[EXERCISE] Change every "pin" in the records below to "marker", and keep everything else unchanged.

++++ TASK MATERIAL

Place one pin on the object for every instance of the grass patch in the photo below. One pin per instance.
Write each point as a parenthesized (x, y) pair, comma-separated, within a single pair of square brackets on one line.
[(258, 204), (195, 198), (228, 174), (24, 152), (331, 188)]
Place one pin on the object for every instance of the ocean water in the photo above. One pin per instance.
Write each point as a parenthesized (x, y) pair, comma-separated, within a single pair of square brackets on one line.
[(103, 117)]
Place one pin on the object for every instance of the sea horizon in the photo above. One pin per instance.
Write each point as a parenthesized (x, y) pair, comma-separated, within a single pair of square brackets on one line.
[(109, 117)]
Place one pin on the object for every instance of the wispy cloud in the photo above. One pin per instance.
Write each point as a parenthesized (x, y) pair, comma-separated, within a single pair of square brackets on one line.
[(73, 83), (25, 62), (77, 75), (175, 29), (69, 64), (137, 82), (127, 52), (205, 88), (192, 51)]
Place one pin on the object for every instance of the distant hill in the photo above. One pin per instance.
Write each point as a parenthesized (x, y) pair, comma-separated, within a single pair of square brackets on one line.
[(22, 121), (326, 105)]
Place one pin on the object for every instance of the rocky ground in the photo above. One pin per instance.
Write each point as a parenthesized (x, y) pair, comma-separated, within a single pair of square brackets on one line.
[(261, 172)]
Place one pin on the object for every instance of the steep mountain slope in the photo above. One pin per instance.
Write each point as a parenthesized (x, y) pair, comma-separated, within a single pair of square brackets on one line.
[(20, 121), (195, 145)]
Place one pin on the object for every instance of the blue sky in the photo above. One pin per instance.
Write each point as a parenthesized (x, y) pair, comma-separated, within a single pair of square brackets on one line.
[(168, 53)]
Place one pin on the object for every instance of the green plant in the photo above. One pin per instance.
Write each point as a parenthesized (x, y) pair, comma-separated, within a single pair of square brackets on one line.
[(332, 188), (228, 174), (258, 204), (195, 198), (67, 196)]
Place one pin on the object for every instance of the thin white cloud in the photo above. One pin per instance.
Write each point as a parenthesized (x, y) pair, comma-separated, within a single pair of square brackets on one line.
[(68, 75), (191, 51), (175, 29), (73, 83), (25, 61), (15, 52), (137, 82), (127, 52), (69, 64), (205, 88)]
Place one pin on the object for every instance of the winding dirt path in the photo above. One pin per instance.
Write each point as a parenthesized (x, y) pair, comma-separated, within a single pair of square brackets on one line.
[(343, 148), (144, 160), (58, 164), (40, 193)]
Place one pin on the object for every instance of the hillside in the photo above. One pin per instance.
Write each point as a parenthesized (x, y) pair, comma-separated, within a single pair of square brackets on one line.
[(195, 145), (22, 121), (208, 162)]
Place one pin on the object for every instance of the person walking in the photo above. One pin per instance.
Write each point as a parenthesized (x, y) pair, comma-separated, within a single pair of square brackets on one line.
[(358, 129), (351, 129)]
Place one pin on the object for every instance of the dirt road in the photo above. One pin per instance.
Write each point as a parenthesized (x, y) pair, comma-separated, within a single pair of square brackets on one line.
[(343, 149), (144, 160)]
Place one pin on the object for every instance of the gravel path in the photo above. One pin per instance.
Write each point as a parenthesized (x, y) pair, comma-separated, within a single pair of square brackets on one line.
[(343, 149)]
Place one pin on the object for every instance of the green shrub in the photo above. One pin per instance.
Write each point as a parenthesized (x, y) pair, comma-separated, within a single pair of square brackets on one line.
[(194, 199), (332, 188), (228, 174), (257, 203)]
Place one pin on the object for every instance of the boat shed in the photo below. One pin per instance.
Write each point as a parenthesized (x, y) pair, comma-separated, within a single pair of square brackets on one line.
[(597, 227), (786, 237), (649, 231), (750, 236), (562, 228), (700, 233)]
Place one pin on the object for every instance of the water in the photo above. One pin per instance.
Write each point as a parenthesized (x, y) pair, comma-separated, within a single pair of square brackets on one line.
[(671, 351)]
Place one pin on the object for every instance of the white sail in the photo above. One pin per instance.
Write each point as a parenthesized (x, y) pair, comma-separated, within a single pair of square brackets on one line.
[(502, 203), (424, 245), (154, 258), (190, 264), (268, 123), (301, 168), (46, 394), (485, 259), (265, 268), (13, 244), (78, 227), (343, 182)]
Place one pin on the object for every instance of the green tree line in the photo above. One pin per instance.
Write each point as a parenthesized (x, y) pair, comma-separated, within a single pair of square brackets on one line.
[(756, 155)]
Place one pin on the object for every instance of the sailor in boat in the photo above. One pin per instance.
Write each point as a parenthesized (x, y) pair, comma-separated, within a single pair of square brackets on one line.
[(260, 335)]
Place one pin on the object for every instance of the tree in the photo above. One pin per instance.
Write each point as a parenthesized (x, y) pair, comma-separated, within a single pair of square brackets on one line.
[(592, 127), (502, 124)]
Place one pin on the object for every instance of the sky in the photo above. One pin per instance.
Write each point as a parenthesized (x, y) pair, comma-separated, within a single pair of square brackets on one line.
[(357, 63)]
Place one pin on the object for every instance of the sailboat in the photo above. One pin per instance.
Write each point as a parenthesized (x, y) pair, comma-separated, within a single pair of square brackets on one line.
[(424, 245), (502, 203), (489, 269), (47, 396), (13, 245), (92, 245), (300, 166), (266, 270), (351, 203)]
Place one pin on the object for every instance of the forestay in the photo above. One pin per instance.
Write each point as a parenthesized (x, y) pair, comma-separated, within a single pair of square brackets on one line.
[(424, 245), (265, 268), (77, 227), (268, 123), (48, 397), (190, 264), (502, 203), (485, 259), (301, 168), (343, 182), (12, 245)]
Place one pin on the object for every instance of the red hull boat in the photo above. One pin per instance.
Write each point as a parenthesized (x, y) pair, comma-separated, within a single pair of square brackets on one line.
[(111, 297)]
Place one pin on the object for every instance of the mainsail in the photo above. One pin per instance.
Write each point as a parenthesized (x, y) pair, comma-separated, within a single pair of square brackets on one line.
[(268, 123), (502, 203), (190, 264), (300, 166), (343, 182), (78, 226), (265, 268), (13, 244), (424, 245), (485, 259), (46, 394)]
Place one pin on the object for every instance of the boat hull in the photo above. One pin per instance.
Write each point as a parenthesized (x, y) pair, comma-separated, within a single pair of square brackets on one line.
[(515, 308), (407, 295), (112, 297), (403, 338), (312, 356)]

++++++++

[ANSWER TO THIS PROBLEM]
Place one marker on the object for every instance of the grass patch in the photo below. One marker per instance.
Write each point as a parenthesized (x, y) pair, comma-separated, within a single pair of square brackets on one line.
[(258, 204), (195, 198), (228, 174), (24, 152), (331, 188)]
Place one marker on the object for every instance of the ocean water in the photo above. One marker per instance.
Write each point as a parenthesized (x, y) pair, comma-separated, within a single pair of square brackets on one line.
[(103, 117)]
Place one marker on the object for every instance of the sea horizon in the photo above. One marker per instance.
Write each point as a parenthesized (x, y) pair, comma-separated, within a single pair of square brackets on one line.
[(109, 117)]
Place one marker on the object for every instance of the wispy cloud in the photo above. One marker per instance.
Write each point as a parenthesized (x, y) pair, comma-separated, within a single pair of square brackets on one line.
[(73, 83), (25, 62), (77, 75), (175, 29), (69, 64), (137, 82), (127, 52), (205, 88), (192, 51)]
Place one marker on the object for every instance of the distant hill in the photo above. One marker per instance.
Write each point as a parenthesized (x, y) pair, comma-separated, within a single pair of square brackets on one line.
[(22, 121), (326, 105)]
Place one marker on the object for every instance of the rocky ground in the photo above. One marker per instance.
Write each point as a parenthesized (x, y) pair, comma-separated, within a single pair of square brackets on one line.
[(261, 172)]
Place one marker on the object for every instance of the steep mountain slope in the photo above. One marker per instance.
Write each point as a parenthesized (x, y) pair, comma-separated, within a single pair of square brackets on one line.
[(20, 121), (195, 145)]
Place one marker on the object for every instance of the blue sky in the photo above. One marker per instance.
Write each point as a parenthesized (x, y) pair, comma-separated, within a single pair of square brackets on one line.
[(168, 53)]
Place one marker on the object for every instance of the green plant in the photo above. One marker per instance.
Write each point as a parenthesized (x, y) pair, comma-separated, within a single pair of square brackets on one line.
[(332, 188), (228, 174), (258, 204), (195, 198), (67, 196)]
Place one marker on the object for every instance of the thin white cloud in the photo above. One marker per instance.
Write each point as a parenthesized (x, y) pair, comma-separated, within a single pair of square brackets on one line.
[(68, 75), (191, 51), (175, 29), (73, 83), (25, 61), (15, 52), (137, 82), (127, 52), (69, 64), (205, 88)]
Place one marker on the object for every instance of the winding dirt path in the photo above. One marker per instance.
Write each point as a parenthesized (x, y) pair, comma-separated, within a single pair of square brackets on one line.
[(343, 148), (144, 160), (58, 164), (40, 193)]
Place one marker on the object for every instance of the hillside in the photo above. One marker per instance.
Write each point as a parenthesized (x, y) pair, comma-separated, within a single pair of square brackets on one line.
[(195, 145), (22, 121), (208, 162)]
Place one marker on the object for every instance of the person walking in the photo above. One marker per instance.
Write each point as a parenthesized (x, y) pair, comma-separated, within a single pair of square brackets on one line.
[(358, 129), (351, 129)]
Place one marker on the object for every instance of the dirt road in the photo above. One marker per instance.
Write each point as a parenthesized (x, y) pair, comma-separated, within a single pair of square brackets on one line.
[(343, 149), (144, 160)]
Place one marker on the object for every instance of the gravel path in the photo above. One marker per instance.
Write each point as a parenthesized (x, y) pair, comma-separated, within a single pair of square brackets on one line.
[(343, 149)]
Place one marker on the object for every instance of the green shrub in the photo above. One marker per instance.
Write each point as a parenthesized (x, y) pair, comma-separated, within a single pair of square brackets on one line.
[(194, 199), (332, 188), (228, 174), (257, 203)]
Place one marker on the object for every instance of the boat shed in the photo below. One marker per instance.
Write each point as a parenthesized (x, y) pair, comma-separated, within a single pair of square brackets on one line.
[(597, 227), (786, 237), (649, 231), (750, 236), (562, 228), (700, 233)]
Place one marker on the object for every instance of the water in the photo above. One marker per instance.
Write each point as a parenthesized (x, y) pair, comma-separated, within a single pair of square brackets on one line.
[(671, 351)]
Place one marker on the object for every instance of the white sail in the photo above. One marker per instance.
Write each point as a parenthesized (x, y) pair, comma-separated, within a single pair of square brackets on one line.
[(502, 203), (424, 245), (154, 258), (190, 264), (268, 123), (301, 168), (46, 394), (485, 259), (265, 268), (13, 244), (78, 227), (343, 182)]
Place one marker on the object for every instance of the green tree line in the photo above. One marker per instance.
Write each point as a parenthesized (x, y) pair, comma-separated, within a single pair of square brackets on one line.
[(756, 155)]
Place one marker on the object for every instance of the sailor in boat in the photo above. One marker per instance.
Write each point as a parenthesized (x, y) pair, comma-separated, within a single pair of square brackets on one line.
[(260, 335)]
Place one marker on the object for every instance of the tree in the photo above. One marker per instance.
Write each point as a parenthesized (x, y) pair, comma-separated, within a single pair of square brackets on one line.
[(592, 127), (502, 124)]
Place one marker on the object for every instance of the sky in the photo above. One marker per instance.
Write each point as a parenthesized (x, y) pair, comma-separated, within a single pair of square brackets on one line.
[(357, 63)]
Place one marker on the object for every instance of the sailboat in the photo above. One marker per instance.
Write each point as a parenthesized (x, y) pair, comma-separated, within a single pair of square brackets on one line.
[(424, 245), (502, 203), (489, 269), (47, 396), (13, 245), (92, 245), (300, 166), (266, 270), (351, 203)]
Place one marker on the object for every instance of the forestay in the photo above. One marker per instance.
Write each point as a parenthesized (x, y) pair, comma-separated, within a single pair of square brackets on one line.
[(424, 245), (265, 268), (77, 227), (268, 123), (48, 397), (190, 264), (502, 203), (485, 259), (301, 168), (343, 182), (12, 245)]
Place one marker on the object for every instance of the red hull boat in the photo above. One marker per instance.
Write each point as a parenthesized (x, y) pair, comma-separated, within a single pair of square brackets on one line.
[(111, 297)]
Place one marker on the object for every instance of the mainsail in the photo above. One marker per instance.
Write each point as a parenthesized (x, y) pair, comma-separated, within a single pair of square brackets on one line.
[(268, 123), (502, 203), (190, 264), (300, 166), (343, 182), (78, 226), (265, 268), (13, 244), (424, 245), (485, 259), (46, 394)]
Place one marker on the object for every instance of the boat hull in the photo above. One marker per instance.
Write each point as a parenthesized (x, y) pair, comma-separated, within a single pair of square brackets on one line.
[(515, 308), (407, 295), (112, 297), (403, 338), (312, 356)]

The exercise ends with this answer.